> [EXERCISE 1]: Please return the passage of the Snowflake warehouse text that runs from "However, dbt offers" to "overall credit consumption.", copied character for character.
>> Start EXCERPT PROVIDED
Snowflake warehouse optimization
Quick Summary
Guidelines to choose the correct warehouse for a particular dbt model:
- The user should base the initial estimated warehouse size on the number of partitions scanned within the query
- Benchmark by increasing the warehouse size and comparing the ‘cost’ vs ‘reduction in query time’
- In the context of the total credits consumed by the dbt DAG, right-sizing warehouses by model for the smallest models does not lead to much cost reduction
Prospectus
In our current dbt set-up, we use a mix of Large
and X-Large
warehouses to run our production dbt jobs, based on the model tag.
However, dbt offers the ability to specify the warehouse size on the model level.
Initially, we had looked at right-sizing the warehouse for every single model, and we ran benchmarks in this issue to see what the potential cost savings would be. We found that right-sizing the warehouse for our smaller models doesn’t make a key difference in the credits consumed when looking at overall credit consumption.
>> End EXCERPT PROVIDED
>> Start DATA FOR THIS TASK
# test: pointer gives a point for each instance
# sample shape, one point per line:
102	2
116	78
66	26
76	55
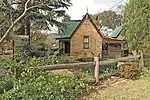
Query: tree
109	19
38	11
136	23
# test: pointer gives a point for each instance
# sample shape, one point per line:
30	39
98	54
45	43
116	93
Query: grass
130	90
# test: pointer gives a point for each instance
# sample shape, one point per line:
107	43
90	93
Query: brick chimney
97	22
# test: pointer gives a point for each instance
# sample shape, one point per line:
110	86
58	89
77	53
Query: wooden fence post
96	73
141	60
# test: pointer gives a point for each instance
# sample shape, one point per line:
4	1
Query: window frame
86	43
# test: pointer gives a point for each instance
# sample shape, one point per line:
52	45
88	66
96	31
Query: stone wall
95	41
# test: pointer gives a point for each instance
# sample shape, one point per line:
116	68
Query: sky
79	7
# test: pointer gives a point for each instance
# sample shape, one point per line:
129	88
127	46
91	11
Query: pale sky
79	7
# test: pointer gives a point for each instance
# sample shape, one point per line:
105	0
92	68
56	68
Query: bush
129	71
6	83
41	86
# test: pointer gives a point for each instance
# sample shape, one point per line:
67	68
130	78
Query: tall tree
137	24
109	19
41	12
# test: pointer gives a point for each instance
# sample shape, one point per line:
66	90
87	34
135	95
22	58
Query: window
86	42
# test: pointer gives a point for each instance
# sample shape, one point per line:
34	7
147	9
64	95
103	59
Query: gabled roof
88	17
116	32
71	26
108	39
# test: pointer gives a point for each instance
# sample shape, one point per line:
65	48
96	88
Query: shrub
129	71
41	86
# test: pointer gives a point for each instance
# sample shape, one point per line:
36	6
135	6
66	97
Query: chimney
97	22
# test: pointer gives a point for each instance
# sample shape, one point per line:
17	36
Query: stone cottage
83	38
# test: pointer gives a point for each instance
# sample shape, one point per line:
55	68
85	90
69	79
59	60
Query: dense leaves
136	24
42	86
22	83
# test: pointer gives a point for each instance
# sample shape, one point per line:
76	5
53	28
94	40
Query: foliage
32	85
128	71
40	13
6	83
136	23
22	83
109	18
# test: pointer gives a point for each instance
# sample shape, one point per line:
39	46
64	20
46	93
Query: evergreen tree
136	23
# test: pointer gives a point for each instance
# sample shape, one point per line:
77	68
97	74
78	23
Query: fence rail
96	63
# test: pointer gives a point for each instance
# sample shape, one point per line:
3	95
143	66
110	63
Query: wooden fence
96	63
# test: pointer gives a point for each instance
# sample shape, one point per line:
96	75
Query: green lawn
129	90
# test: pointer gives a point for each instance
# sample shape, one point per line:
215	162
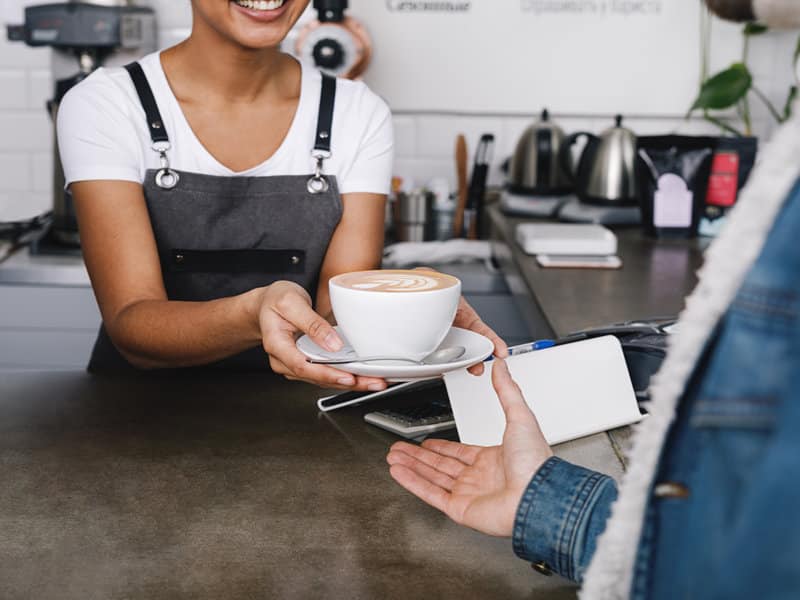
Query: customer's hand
477	487
467	318
285	313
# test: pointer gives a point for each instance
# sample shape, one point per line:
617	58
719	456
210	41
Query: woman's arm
152	332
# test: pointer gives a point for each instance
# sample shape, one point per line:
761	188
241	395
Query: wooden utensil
463	185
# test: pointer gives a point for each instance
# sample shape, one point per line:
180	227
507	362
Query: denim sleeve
562	513
761	560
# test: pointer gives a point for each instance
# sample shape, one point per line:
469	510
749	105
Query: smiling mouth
261	5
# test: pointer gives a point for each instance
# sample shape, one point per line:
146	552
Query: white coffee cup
395	312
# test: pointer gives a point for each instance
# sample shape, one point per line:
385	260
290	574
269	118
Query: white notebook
562	239
574	390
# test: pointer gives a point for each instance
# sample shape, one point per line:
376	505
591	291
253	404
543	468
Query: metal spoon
439	357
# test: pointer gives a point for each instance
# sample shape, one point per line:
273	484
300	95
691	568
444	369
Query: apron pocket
236	261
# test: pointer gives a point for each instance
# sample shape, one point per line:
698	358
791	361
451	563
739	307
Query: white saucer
478	348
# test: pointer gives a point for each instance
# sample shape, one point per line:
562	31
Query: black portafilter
330	11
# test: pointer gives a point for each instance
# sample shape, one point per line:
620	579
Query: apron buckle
318	183
166	178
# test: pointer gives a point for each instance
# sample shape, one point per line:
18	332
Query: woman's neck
210	65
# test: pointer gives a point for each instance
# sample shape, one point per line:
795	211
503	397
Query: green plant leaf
796	53
725	89
753	28
787	110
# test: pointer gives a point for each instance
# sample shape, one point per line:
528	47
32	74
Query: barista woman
219	185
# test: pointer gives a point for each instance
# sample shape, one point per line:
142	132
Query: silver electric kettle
535	168
606	172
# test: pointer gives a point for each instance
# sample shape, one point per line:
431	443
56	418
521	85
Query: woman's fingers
467	318
436	477
338	380
423	489
441	462
296	309
461	452
511	398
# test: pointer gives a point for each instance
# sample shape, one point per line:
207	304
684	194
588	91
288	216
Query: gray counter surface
222	486
654	281
234	486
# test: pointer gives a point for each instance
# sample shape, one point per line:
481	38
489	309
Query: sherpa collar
728	260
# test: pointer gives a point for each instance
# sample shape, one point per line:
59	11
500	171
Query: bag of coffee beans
673	172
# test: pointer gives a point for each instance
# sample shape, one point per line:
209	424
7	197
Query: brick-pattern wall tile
40	88
42	172
13	89
15	172
25	131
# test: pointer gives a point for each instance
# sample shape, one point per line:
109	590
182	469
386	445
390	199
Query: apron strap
154	121
327	101
317	183
166	178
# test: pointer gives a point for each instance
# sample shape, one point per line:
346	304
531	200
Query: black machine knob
330	11
328	54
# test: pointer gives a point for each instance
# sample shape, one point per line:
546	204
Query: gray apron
222	236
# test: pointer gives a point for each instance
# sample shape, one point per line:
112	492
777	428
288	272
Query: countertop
223	486
654	280
23	268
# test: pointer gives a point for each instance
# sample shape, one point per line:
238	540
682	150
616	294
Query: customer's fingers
443	480
423	489
509	393
461	452
297	310
476	370
440	462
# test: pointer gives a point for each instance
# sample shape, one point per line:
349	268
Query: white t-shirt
102	133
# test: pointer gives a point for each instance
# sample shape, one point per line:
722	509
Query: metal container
414	220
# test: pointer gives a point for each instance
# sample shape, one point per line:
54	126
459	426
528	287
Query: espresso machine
335	43
84	35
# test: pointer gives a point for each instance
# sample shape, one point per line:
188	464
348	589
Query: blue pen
525	348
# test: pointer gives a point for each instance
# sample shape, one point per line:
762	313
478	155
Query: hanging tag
673	203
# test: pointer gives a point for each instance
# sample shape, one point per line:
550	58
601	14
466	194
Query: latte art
395	281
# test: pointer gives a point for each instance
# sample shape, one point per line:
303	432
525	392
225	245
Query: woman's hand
284	313
477	487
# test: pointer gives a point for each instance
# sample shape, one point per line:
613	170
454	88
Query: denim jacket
723	516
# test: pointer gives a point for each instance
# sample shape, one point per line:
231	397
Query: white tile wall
424	142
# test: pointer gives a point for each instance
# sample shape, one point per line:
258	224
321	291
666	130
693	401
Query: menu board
581	57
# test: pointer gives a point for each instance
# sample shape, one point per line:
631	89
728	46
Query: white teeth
260	4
>> End DATA FOR THIS TASK
> [EXERCISE 2]: Return each line of the records that contains the string "machine", matching case exactly.

> [CORRECT OUTPUT 1]:
However, dbt offers the ability to specify the warehouse size on the model level.
Initially, we had looked at right-sizing the warehouse for every single model, and we ran benchmarks in this issue to see what the potential cost savings would be. We found that right-sizing the warehouse for our smaller models doesn’t make a key difference in the credits consumed when looking at overall credit consumption.

> [CORRECT OUTPUT 2]:
Query: black machine knob
Query: espresso machine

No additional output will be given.